Data for object detection:
■ ■ ■ ■

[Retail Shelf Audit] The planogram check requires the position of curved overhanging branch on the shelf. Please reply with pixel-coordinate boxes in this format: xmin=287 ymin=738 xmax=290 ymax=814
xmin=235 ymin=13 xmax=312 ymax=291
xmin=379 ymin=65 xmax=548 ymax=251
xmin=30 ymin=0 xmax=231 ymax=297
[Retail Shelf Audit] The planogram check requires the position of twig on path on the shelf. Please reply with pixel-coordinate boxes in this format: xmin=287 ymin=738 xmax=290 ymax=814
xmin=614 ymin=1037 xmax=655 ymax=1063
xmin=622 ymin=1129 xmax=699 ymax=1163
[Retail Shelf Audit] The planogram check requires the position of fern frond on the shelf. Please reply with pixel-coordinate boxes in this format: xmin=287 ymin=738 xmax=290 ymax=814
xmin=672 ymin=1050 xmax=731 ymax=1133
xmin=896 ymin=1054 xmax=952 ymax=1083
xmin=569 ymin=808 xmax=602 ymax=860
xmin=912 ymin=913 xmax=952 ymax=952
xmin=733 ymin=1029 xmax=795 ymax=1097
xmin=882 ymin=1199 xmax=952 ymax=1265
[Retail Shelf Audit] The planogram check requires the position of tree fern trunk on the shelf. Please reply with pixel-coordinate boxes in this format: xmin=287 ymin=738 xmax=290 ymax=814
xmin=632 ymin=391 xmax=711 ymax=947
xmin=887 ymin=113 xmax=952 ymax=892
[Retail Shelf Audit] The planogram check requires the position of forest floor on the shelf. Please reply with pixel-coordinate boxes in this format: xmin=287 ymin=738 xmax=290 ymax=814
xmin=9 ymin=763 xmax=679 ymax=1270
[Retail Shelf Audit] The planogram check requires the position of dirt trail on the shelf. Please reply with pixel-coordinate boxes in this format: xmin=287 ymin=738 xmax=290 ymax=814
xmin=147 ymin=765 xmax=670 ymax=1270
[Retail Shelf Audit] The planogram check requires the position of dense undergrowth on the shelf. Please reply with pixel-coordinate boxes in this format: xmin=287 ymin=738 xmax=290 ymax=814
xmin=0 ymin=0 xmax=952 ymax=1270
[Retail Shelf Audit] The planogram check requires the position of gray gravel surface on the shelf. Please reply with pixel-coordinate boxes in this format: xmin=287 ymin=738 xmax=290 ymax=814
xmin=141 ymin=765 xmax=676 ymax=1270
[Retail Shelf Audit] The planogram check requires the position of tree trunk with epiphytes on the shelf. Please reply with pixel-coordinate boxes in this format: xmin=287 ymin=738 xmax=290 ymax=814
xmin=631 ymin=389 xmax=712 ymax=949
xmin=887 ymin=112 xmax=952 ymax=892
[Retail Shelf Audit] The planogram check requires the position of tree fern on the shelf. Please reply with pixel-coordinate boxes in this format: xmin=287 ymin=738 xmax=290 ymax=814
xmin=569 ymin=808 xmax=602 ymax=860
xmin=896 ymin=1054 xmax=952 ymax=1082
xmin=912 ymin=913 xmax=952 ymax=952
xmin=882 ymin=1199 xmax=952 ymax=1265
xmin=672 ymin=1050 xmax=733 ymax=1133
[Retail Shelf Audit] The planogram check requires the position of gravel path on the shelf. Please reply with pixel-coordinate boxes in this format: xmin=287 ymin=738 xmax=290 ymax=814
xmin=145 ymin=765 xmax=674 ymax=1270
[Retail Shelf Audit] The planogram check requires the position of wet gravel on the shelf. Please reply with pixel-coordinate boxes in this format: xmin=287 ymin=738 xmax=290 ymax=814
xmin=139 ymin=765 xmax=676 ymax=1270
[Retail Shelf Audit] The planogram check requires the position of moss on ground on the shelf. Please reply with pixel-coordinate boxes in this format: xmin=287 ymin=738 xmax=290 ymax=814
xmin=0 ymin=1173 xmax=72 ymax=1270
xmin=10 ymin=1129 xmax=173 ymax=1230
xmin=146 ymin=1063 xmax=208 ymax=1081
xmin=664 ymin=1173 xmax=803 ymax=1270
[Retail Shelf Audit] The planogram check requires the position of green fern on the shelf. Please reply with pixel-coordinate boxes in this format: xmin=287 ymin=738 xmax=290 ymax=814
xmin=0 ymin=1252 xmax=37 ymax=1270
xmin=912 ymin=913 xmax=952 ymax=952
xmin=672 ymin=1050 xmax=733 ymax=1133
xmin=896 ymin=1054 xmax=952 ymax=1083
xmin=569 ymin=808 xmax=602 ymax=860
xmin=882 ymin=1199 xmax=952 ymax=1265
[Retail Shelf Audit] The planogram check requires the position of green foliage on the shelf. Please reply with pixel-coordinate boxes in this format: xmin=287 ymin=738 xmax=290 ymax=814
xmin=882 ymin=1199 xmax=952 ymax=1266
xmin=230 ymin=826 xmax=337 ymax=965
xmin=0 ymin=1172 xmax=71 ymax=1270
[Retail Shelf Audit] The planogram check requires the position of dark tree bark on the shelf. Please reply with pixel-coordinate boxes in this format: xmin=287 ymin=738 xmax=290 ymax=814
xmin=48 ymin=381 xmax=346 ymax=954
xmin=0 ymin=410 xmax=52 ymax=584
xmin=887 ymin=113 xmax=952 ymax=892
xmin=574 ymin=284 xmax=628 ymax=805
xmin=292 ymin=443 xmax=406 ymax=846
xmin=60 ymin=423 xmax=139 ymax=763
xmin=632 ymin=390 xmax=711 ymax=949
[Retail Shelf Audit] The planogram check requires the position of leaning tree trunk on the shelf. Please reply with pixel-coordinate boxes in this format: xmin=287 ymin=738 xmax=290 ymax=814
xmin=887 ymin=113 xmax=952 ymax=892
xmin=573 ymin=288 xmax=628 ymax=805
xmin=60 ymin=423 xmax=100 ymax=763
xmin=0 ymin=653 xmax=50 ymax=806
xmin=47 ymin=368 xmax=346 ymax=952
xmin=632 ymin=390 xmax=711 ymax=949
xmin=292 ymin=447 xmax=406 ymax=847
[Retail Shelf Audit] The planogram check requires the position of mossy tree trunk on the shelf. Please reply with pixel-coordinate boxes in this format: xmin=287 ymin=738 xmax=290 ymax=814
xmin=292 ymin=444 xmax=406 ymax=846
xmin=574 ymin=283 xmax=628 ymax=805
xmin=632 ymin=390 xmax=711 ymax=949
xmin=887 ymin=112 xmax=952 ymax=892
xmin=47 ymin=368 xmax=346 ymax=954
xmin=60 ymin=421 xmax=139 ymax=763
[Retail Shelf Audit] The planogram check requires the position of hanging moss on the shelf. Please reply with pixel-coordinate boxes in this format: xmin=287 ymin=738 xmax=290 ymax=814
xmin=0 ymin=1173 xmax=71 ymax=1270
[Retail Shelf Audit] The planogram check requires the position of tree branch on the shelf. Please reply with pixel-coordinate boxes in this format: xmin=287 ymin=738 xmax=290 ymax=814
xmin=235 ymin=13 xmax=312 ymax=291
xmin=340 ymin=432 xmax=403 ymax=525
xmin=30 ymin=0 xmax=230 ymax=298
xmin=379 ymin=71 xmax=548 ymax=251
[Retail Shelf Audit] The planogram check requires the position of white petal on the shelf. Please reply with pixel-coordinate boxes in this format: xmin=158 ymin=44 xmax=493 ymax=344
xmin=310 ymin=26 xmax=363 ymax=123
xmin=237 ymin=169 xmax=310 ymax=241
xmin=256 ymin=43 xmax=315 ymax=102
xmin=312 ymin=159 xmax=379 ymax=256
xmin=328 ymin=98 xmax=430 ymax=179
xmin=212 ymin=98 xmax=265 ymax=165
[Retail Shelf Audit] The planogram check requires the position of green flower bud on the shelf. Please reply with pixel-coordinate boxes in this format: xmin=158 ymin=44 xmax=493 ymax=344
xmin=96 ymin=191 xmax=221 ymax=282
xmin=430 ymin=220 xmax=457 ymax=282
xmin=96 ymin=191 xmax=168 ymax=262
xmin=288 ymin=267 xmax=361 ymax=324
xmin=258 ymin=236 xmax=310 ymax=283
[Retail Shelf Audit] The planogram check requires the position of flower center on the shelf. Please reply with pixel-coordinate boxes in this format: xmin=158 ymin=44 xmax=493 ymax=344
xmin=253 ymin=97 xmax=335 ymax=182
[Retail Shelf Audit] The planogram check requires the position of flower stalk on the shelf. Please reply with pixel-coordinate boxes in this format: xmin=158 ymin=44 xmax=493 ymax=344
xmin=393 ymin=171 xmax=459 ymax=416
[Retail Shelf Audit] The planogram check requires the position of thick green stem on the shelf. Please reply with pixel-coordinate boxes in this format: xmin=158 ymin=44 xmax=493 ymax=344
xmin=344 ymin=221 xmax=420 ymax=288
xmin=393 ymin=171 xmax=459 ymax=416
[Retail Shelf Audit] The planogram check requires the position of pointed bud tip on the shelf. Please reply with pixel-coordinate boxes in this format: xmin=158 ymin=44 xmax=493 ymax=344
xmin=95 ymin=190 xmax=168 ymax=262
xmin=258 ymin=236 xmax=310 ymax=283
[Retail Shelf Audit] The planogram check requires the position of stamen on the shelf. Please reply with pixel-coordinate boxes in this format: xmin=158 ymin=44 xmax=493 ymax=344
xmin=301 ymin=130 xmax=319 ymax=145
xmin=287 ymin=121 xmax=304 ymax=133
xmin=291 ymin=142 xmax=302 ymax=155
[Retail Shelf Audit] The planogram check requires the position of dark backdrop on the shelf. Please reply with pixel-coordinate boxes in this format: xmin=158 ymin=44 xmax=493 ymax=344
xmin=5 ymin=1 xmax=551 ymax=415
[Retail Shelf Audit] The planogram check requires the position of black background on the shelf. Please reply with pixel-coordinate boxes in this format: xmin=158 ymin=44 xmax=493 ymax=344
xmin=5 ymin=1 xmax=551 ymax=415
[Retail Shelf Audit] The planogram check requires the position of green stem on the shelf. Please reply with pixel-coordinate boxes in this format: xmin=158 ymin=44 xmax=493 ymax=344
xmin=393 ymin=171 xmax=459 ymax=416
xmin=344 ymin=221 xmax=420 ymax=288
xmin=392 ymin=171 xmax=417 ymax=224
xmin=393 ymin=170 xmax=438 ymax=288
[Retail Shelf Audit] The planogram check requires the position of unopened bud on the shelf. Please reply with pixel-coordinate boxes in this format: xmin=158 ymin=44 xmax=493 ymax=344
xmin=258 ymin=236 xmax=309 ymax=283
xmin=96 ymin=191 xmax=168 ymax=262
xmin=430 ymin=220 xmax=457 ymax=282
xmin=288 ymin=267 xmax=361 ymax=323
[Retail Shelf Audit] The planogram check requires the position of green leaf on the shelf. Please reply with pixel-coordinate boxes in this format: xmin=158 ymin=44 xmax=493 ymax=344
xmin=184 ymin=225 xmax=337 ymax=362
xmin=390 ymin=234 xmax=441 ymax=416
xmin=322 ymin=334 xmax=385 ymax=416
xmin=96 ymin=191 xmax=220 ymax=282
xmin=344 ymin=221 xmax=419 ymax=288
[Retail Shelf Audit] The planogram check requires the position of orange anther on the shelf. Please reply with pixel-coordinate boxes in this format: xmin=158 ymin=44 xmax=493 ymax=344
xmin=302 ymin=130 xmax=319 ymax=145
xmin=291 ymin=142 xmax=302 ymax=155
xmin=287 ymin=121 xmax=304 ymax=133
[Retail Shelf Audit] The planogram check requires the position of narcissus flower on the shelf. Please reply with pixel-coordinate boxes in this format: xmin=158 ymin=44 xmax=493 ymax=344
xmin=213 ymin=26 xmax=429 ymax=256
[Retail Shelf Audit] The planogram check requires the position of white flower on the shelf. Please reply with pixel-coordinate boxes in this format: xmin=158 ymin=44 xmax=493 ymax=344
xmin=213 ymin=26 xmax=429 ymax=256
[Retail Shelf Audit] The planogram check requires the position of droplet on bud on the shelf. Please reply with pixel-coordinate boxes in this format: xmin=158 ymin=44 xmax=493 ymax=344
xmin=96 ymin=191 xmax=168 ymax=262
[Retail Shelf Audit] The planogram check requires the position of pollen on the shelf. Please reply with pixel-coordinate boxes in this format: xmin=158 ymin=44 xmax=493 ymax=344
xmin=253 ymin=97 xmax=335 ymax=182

■ ■ ■ ■

TASK OBJECTIVE:
Reproduce the material word for word, starting at the line that contains "position of hanging" and ending at the line that contains "xmin=379 ymin=71 xmax=548 ymax=251".

RESPONSE:
[Retail Shelf Audit] The planogram check requires the position of hanging moss on the shelf. Please reply with pixel-coordinate boxes in this format: xmin=287 ymin=738 xmax=290 ymax=814
xmin=0 ymin=1173 xmax=71 ymax=1270
[Retail Shelf Audit] The planogram check requires the position of tree branch on the shelf. Please reply with pixel-coordinate boxes in this format: xmin=287 ymin=738 xmax=290 ymax=814
xmin=235 ymin=13 xmax=312 ymax=291
xmin=340 ymin=432 xmax=403 ymax=525
xmin=30 ymin=0 xmax=230 ymax=298
xmin=379 ymin=71 xmax=548 ymax=251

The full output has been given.